In early April of this year, Brandeis University, under pressure from student activists and the Council on American-Islamic Relations, reversed its decision to give an honorary degree to Ayaan Hirsi Ali, a global advocate for women’s rights. (Graeme Jennings/Examiner)
 

In early April of this year, Brandeis University, under pressure from student activists and the Council on American-Islamic Relations, reversed its decision to give an honorary degree to Ayaan Hirsi Ali, a global advocate for women’s rights. The decision was triggered by Hirsi Ali’s outspoken criticisms of Islam. The Somali-born activist has sounded alarms about the prevalence of extremism in Muslim countries and the misogyny that pervades even mainstream Islam. During the Brandeis controversy, a CAIR spokesman called her “one of the worst of the worst of the Islam-haters in America.”

But Hirsi Ali’s warnings about Islamic extremism were quickly supported by world events, as just a week after Brandeis rescinded her honorary degree, the Islamist terrorist organization Boko Haram kidnapped more than 200 Nigerian schoolgirls in the first of many such abductions throughout the summer. A few months after the kidnappings began, news spread that the Islamic State of Iraq and Syria, another terrorist group, was selling Yazidi women into sexual slavery. . . .

◆ What the task requires: In the passage on the Brandeis honorary degree, which terrorist group kidnapped Nigerian schoolgirls a week after the degree was rescinded?

◆ Data supplied:
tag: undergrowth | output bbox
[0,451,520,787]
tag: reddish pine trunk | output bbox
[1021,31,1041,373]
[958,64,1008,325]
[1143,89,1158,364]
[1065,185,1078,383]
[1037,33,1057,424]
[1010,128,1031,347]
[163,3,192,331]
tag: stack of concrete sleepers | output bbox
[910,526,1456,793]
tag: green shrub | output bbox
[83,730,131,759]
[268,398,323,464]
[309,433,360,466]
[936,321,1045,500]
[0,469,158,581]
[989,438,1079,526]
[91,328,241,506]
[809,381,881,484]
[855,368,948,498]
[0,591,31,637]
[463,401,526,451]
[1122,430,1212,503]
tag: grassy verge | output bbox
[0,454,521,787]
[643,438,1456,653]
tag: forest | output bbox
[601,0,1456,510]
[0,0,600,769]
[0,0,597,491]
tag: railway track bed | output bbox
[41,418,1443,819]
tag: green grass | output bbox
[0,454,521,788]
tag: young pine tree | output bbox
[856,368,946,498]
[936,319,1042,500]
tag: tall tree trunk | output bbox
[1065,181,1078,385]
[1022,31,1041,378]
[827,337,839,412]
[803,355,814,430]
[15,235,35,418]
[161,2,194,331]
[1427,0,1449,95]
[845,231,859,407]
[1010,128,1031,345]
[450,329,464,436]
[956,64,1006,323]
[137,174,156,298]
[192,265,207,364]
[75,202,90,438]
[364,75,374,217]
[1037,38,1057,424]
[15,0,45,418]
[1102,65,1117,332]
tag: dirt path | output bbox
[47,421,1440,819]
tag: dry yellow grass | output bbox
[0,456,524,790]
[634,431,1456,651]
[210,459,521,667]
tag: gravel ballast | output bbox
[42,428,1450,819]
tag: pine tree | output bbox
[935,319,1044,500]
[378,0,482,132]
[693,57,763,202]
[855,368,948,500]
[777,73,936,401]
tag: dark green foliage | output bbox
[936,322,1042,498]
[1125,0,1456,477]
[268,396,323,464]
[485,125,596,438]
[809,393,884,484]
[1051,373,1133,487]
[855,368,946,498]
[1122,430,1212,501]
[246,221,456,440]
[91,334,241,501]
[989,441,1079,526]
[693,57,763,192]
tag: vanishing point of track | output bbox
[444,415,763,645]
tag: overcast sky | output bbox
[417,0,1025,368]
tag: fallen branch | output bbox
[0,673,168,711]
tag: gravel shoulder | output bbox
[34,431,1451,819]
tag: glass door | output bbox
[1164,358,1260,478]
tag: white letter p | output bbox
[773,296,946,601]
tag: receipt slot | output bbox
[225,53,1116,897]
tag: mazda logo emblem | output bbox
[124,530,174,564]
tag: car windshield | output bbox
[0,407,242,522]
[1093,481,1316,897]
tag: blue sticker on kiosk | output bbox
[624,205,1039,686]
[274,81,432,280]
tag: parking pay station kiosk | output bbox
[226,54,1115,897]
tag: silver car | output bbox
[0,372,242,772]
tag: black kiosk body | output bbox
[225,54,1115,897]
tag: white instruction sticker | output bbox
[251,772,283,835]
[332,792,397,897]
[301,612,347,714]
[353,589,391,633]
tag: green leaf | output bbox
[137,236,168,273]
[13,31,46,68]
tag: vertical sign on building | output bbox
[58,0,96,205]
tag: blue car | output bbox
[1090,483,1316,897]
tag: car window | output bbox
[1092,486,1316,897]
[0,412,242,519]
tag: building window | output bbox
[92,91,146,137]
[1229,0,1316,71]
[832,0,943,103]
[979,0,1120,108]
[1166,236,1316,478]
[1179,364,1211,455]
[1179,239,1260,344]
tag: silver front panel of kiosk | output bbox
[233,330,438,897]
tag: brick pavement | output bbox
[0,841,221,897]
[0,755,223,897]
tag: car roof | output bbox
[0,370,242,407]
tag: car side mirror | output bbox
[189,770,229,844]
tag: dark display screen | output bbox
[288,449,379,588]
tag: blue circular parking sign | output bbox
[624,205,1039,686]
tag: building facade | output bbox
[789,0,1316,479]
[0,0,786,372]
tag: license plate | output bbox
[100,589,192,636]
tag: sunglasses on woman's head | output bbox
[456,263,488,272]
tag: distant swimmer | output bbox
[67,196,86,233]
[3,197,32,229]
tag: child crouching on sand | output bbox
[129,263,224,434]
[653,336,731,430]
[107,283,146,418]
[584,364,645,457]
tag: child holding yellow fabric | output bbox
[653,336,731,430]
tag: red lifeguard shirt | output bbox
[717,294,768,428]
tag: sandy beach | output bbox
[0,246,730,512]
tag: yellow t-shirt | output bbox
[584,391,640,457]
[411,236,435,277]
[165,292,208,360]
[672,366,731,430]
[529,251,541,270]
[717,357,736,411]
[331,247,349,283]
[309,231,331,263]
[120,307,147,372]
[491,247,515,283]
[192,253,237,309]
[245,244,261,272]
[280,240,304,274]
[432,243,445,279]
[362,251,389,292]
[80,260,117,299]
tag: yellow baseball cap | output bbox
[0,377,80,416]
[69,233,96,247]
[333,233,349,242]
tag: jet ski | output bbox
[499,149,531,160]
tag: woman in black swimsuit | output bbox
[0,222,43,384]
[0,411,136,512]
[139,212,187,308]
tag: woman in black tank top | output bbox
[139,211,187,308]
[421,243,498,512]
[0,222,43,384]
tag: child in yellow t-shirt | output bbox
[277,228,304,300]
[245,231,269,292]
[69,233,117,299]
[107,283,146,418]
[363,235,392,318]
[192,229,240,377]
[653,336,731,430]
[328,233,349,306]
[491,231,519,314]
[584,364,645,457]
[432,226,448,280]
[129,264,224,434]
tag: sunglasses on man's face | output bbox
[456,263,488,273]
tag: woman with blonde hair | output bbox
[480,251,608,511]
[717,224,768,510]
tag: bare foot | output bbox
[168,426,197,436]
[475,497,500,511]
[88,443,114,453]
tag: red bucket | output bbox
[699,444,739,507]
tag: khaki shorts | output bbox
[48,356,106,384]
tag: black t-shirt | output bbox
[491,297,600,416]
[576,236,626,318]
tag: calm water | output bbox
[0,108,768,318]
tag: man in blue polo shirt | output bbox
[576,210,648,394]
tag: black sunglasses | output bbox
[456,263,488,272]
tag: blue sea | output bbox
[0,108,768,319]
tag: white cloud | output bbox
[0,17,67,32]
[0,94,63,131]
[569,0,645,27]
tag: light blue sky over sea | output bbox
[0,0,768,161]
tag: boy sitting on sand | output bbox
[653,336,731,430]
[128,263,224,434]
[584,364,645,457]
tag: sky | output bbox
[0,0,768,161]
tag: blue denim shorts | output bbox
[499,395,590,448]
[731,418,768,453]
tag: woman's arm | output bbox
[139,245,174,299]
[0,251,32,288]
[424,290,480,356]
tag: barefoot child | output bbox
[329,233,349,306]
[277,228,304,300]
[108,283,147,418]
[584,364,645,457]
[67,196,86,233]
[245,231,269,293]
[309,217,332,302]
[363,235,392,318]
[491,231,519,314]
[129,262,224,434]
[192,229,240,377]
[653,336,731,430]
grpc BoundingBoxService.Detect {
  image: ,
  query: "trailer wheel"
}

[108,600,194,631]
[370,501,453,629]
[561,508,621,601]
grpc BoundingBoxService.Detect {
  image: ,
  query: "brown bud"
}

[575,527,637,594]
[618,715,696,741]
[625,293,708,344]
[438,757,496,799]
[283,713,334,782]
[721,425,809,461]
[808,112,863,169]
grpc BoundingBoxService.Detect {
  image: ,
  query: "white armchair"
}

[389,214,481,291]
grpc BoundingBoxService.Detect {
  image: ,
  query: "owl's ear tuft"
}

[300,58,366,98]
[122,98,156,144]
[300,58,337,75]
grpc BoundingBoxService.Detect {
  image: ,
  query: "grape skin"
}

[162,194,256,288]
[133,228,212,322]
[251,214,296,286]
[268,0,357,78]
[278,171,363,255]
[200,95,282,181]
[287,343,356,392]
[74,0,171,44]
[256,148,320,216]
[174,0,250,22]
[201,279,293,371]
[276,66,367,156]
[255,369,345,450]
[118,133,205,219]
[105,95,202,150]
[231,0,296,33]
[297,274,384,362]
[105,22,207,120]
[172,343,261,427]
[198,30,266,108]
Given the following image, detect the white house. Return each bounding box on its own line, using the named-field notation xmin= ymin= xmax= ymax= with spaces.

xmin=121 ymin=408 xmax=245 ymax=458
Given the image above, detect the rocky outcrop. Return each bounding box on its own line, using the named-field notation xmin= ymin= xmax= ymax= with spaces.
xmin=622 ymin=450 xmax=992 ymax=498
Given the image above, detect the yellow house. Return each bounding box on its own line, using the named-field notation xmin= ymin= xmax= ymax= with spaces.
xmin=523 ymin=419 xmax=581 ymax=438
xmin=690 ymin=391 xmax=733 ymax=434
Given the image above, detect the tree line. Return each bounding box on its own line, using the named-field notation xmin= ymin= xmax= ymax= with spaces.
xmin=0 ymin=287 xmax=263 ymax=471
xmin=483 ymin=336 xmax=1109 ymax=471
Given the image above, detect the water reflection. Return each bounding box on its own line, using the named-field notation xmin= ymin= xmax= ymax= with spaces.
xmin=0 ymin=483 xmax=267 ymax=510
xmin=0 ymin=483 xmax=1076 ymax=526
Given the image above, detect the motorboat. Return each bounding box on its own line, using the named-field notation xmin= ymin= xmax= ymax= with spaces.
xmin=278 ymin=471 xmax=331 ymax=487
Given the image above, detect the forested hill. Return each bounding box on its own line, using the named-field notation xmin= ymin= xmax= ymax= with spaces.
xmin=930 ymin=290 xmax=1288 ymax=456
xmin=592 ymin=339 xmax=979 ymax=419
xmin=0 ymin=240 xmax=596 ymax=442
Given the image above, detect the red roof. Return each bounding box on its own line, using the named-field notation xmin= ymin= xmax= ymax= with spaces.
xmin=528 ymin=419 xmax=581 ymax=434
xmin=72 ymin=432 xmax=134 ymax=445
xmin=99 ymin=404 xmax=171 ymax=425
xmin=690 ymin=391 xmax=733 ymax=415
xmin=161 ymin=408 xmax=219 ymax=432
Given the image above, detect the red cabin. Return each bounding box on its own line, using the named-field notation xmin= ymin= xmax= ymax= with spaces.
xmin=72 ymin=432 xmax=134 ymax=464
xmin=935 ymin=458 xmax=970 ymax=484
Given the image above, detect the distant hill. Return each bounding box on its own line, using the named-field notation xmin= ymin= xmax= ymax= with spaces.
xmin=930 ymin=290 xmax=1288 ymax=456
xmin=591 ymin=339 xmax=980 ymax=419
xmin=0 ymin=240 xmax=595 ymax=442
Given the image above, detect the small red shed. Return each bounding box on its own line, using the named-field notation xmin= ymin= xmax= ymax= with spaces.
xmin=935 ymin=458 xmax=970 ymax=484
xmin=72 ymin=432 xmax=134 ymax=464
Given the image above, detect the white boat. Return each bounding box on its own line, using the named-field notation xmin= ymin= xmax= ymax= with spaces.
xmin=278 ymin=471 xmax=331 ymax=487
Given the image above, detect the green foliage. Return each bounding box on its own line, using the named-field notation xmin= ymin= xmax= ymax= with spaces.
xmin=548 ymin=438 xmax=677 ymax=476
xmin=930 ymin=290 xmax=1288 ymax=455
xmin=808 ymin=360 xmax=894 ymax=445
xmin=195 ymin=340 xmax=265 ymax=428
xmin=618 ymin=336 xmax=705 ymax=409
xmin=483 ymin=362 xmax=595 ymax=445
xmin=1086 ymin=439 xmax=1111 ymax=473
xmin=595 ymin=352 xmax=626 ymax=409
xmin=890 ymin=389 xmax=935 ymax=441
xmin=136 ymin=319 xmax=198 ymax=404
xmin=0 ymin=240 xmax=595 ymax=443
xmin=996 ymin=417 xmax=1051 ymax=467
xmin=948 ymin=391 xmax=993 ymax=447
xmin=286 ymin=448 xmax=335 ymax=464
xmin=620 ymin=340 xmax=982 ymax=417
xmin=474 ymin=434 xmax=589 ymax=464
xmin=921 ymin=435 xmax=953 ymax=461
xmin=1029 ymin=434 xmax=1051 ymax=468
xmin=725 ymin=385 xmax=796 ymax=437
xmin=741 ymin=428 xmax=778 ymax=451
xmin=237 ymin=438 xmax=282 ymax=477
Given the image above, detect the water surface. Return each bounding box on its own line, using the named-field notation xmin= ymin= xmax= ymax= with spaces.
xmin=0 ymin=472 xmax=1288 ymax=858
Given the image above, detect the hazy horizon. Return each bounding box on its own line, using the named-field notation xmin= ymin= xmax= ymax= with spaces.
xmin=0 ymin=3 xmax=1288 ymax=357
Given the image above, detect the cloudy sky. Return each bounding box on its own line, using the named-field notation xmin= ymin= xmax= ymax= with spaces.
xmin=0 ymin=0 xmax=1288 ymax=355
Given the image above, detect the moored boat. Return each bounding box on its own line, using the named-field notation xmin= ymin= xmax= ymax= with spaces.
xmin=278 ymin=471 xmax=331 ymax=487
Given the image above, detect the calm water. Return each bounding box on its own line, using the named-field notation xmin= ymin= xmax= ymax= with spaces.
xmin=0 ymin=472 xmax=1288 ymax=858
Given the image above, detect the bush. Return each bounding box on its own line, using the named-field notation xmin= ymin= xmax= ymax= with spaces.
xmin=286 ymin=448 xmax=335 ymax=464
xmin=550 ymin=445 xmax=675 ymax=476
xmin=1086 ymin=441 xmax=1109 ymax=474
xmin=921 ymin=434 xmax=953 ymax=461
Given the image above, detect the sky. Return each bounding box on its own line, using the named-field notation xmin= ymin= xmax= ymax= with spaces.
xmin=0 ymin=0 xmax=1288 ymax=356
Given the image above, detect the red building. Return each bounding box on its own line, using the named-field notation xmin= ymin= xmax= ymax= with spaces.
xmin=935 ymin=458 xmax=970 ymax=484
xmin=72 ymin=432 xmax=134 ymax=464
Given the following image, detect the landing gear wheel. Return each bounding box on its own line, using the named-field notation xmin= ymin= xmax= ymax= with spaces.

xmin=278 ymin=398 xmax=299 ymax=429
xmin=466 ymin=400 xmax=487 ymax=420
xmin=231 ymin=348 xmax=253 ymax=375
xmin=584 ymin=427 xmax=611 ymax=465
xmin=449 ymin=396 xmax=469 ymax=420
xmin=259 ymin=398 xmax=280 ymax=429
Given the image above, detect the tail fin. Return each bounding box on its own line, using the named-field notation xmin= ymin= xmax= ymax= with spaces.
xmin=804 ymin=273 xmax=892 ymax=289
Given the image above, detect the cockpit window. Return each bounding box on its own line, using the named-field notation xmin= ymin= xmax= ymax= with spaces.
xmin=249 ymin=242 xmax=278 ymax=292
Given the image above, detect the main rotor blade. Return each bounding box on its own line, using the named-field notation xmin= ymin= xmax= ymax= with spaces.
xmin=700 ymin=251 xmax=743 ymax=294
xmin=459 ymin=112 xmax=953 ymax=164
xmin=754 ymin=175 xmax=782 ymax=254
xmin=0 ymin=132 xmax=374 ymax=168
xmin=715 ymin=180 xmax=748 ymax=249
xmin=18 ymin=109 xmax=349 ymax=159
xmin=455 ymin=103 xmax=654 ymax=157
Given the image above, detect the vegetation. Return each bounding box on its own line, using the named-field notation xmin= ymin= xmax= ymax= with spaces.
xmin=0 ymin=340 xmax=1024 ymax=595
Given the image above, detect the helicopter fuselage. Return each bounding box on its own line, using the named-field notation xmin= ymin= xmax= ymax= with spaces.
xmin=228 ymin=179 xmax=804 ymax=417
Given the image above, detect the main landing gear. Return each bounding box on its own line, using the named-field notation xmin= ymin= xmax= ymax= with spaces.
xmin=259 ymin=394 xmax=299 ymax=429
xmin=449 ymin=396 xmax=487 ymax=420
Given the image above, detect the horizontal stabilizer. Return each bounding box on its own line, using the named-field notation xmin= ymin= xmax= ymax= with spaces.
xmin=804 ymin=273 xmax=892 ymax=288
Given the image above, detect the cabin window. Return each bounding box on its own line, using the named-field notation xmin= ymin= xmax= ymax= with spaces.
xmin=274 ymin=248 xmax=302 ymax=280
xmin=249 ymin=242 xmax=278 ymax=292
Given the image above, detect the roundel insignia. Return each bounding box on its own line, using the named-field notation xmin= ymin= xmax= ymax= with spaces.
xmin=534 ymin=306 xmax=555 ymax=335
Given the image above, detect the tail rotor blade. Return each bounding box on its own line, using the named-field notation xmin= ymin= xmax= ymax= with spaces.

◆ Finished exercise: Boko Haram